■ Problem requirements:
Reproduce each line of the material below word for word, leaving out the pictures.

■ Dataset entries:
Begin

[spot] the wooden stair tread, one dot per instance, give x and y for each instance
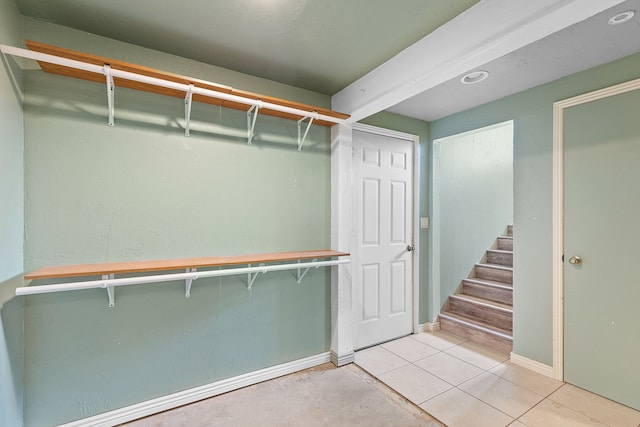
(500, 251)
(474, 323)
(495, 266)
(175, 264)
(490, 283)
(484, 301)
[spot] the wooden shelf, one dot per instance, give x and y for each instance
(175, 264)
(150, 72)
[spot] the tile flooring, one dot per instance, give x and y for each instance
(464, 384)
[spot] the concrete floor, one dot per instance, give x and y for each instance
(321, 396)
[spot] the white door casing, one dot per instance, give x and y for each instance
(383, 230)
(559, 290)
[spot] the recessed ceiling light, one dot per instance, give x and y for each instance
(621, 17)
(474, 77)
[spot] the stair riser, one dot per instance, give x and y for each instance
(492, 316)
(498, 275)
(505, 244)
(481, 337)
(500, 258)
(487, 292)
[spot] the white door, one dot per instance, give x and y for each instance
(382, 259)
(601, 208)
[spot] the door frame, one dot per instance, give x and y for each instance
(415, 279)
(558, 211)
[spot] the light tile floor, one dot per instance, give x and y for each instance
(464, 384)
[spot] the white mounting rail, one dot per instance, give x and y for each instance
(188, 89)
(109, 283)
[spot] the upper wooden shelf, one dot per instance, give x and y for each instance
(150, 72)
(175, 264)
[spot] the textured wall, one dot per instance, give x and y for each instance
(533, 138)
(142, 190)
(11, 221)
(472, 201)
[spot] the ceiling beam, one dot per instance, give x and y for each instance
(483, 33)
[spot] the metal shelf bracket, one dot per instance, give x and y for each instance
(302, 137)
(110, 93)
(252, 115)
(301, 276)
(252, 276)
(111, 293)
(188, 281)
(187, 108)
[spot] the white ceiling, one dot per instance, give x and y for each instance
(404, 56)
(578, 47)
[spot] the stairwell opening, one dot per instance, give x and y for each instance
(472, 201)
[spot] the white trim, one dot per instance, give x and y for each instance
(344, 359)
(558, 211)
(361, 127)
(428, 327)
(154, 406)
(533, 365)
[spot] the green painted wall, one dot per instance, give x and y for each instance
(11, 353)
(11, 222)
(472, 201)
(11, 147)
(421, 128)
(142, 190)
(532, 113)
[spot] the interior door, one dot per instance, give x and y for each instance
(602, 209)
(382, 259)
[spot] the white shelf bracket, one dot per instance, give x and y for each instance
(188, 281)
(188, 98)
(301, 276)
(252, 276)
(252, 115)
(302, 137)
(111, 293)
(110, 93)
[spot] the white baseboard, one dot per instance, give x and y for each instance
(154, 406)
(429, 327)
(345, 359)
(533, 365)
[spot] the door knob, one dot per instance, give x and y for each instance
(575, 260)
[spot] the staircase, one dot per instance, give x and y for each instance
(481, 310)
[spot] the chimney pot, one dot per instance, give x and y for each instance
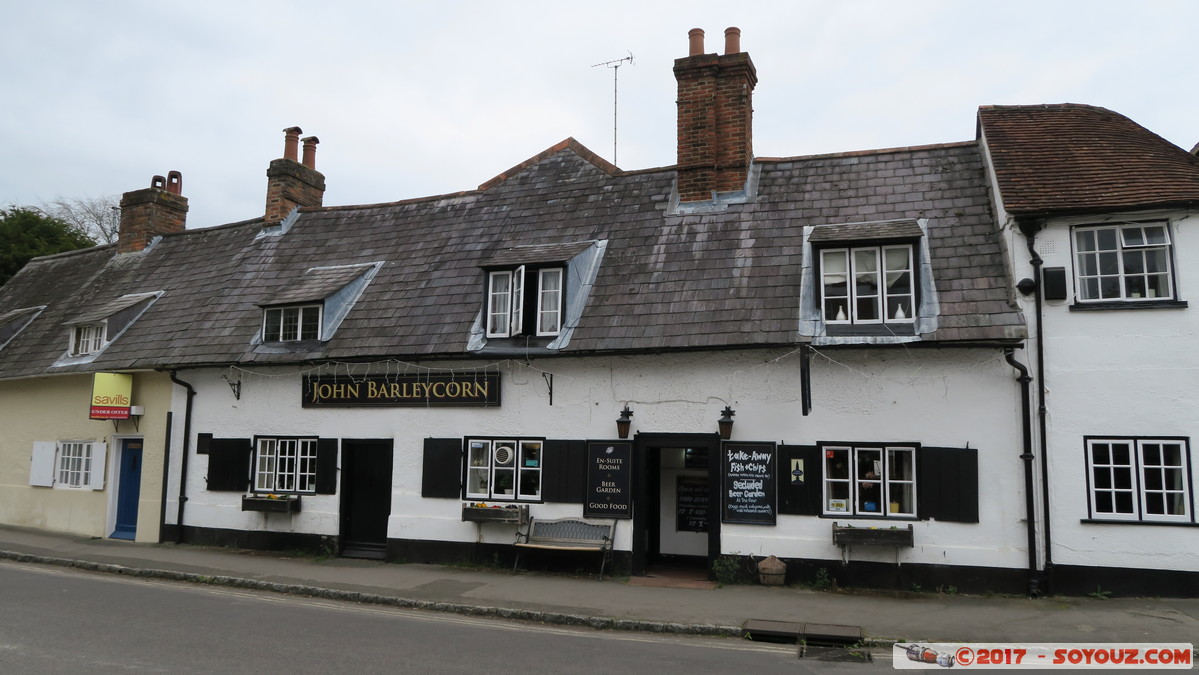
(291, 143)
(731, 40)
(309, 151)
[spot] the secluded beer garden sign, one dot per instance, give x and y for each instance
(398, 391)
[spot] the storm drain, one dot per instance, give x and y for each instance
(820, 642)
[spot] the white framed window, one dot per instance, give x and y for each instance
(508, 294)
(88, 338)
(285, 465)
(504, 469)
(291, 324)
(1139, 478)
(869, 481)
(1128, 263)
(868, 284)
(68, 464)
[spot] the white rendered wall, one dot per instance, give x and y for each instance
(944, 397)
(1128, 373)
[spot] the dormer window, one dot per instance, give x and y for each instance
(867, 284)
(88, 338)
(291, 324)
(524, 301)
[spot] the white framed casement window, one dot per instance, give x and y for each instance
(291, 324)
(868, 284)
(504, 469)
(88, 338)
(1139, 480)
(877, 481)
(1128, 263)
(508, 293)
(68, 464)
(285, 465)
(549, 301)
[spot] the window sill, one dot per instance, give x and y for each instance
(896, 536)
(263, 504)
(1167, 523)
(1128, 305)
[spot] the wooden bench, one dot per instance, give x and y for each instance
(567, 534)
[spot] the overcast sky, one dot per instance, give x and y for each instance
(421, 98)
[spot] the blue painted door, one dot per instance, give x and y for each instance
(128, 489)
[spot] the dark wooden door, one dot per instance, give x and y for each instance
(366, 498)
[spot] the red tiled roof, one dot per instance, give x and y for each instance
(1071, 158)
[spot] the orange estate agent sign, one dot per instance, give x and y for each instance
(110, 396)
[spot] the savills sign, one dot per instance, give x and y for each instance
(401, 391)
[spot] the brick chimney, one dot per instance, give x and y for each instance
(289, 182)
(715, 118)
(157, 210)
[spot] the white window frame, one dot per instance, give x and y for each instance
(883, 277)
(1126, 488)
(88, 338)
(285, 465)
(869, 470)
(68, 464)
(506, 297)
(505, 469)
(295, 333)
(1132, 249)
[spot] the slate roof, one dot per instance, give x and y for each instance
(1070, 158)
(725, 277)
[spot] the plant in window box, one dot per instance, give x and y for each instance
(271, 502)
(847, 535)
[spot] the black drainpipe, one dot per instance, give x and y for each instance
(1030, 229)
(187, 450)
(1026, 457)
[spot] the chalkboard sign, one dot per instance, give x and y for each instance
(747, 482)
(692, 504)
(609, 480)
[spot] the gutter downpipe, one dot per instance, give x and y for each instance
(1030, 229)
(1026, 457)
(187, 450)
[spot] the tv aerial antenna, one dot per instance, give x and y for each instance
(615, 74)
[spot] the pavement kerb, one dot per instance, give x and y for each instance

End

■ Complete output:
[spot] the wooden stair tread, one dot per instance, give x and y for each instance
(500, 251)
(474, 323)
(495, 266)
(175, 264)
(490, 283)
(484, 301)
[spot] the wooden shelf, one dot per instance, give x and y for each instance
(175, 264)
(150, 72)
[spot] the tile flooring, one dot per instance, give x and y for each instance
(464, 384)
[spot] the concrete floor, one dot per instance, give x and y for each instance
(321, 396)
[spot] the white door casing, one dot per instance, give x and y for each instance
(383, 230)
(559, 290)
[spot] the recessed ceiling light, one dot per instance, give x and y for each instance
(621, 17)
(474, 77)
[spot] the stair riser, one dot per instance, give x and y for each instance
(492, 316)
(498, 275)
(505, 244)
(481, 337)
(500, 258)
(487, 292)
[spot] the white door, one dot per instance, give x and y for each instance
(382, 259)
(601, 208)
[spot] the door frame, one dot per instance, give x and y for each instance
(415, 279)
(558, 211)
[spot] the light tile floor, one dot per instance, give x and y for each instance
(464, 384)
[spot] the white mounting rail, one dot per instance, give x and y for each instance
(188, 89)
(109, 283)
[spot] the upper wooden shelf, one dot per instance, give x and y for each instance
(150, 72)
(175, 264)
[spot] the textured wall, one dot per instance, give x and y for each instance
(533, 138)
(142, 190)
(11, 221)
(472, 201)
[spot] the ceiling beam, one dot per instance, give x and y for each instance
(483, 33)
[spot] the metal shelf bracket, one dot per instance, give x and y for each instance
(302, 137)
(110, 93)
(252, 115)
(301, 276)
(252, 276)
(111, 293)
(188, 281)
(187, 108)
[spot] the white ceiling, one dot per instance, give x and y for each instance
(404, 56)
(578, 47)
[spot] the stairwell opening, one dot per instance, give x and y for each instance
(472, 201)
[spot] the white trim, one dot per instance, give x and y for each instance
(344, 359)
(558, 211)
(361, 127)
(428, 327)
(154, 406)
(533, 365)
[spot] the green painted wall, one dot per instance, give x and y for each instance
(11, 353)
(11, 222)
(472, 201)
(11, 147)
(421, 128)
(142, 190)
(532, 113)
[spot] the interior door, one dot per instance, give x and y for each instance
(602, 209)
(382, 259)
[spot] the white shelf bracket, one dot per instance, give x and y for each instance
(188, 281)
(188, 98)
(301, 276)
(252, 276)
(252, 115)
(302, 137)
(111, 293)
(110, 93)
[spot] the white baseboard, one dot per instance, give x and y for each instance
(154, 406)
(429, 327)
(345, 359)
(533, 365)
[spot] the door knob, one dot per instance, give x and y for each instance
(575, 260)
[spot] the staircase, one dot per instance, give x and y for each instance
(481, 310)
[spot] the chimney pot, one dot per instance, give x and y for each instance
(291, 143)
(731, 40)
(309, 151)
[spot] the secluded beer garden sign, one dot per instance, give x and y for each instance
(398, 391)
[spot] the storm drain, one dot per instance, give x and y for each instance
(820, 642)
[spot] the white framed window, one dot per instance, give x and y for each instance
(508, 294)
(88, 338)
(285, 465)
(504, 469)
(291, 324)
(1139, 478)
(869, 481)
(1128, 263)
(868, 284)
(68, 464)
[spot] the white rendered wall, one dot per instance, give x and y for each instance
(944, 397)
(1128, 373)
[spot] the dormer window, one dot per instance, give x and y for each instance
(867, 284)
(88, 338)
(291, 324)
(524, 301)
[spot] the white framed casement window, one dot per instance, give x and y for each instance
(291, 324)
(868, 284)
(504, 469)
(88, 338)
(1139, 480)
(877, 481)
(1128, 263)
(508, 293)
(68, 464)
(285, 465)
(549, 301)
[spot] the window sill, one dot per instance, give x and y for each instance
(896, 536)
(263, 504)
(1167, 523)
(1128, 305)
[spot] the wooden bench, one dot per instance, give x and y for each instance
(567, 534)
[spot] the overcast sky, one dot per instance, give x and y for each instance
(421, 98)
[spot] the blue painted door, one dot per instance, give x and y for each instance
(128, 489)
[spot] the dark wooden door, one dot per instance, give x and y for each instance
(366, 498)
[spot] the red tiled roof, one dot per instance, give x and y for each instance
(1071, 158)
[spot] the orange estate agent sign, one dot per instance, give x and y for each instance
(110, 396)
[spot] the savills sign, one dot per instance, give x and y for each instance
(401, 391)
[spot] the brick chimney, one dot per instance, give x and y for each instance
(289, 182)
(715, 118)
(157, 210)
[spot] the white window frame, one dot per instance, give x and y for each instance
(883, 277)
(1126, 488)
(88, 338)
(285, 465)
(869, 470)
(68, 464)
(506, 297)
(505, 469)
(295, 333)
(1132, 249)
[spot] the slate roof, one dot per instance, give x and y for each instance
(1070, 158)
(725, 277)
[spot] the plant in window box, one dot per instance, give x and y for each instance
(271, 502)
(847, 535)
[spot] the black drainpipe, one dot per instance, give x and y for each instance
(1030, 229)
(187, 450)
(1026, 457)
[spot] the chalkboard sign, one dot per instance, give x and y for each instance
(747, 482)
(692, 504)
(609, 480)
[spot] the gutter downpipe, one dot per instance, give x and y for each instance
(1030, 229)
(1026, 457)
(187, 450)
[spot] the tv aerial antenna, one dot per instance, give x and y for each instance
(615, 74)
[spot] the pavement kerb, one dot per instance, give x and y for each instance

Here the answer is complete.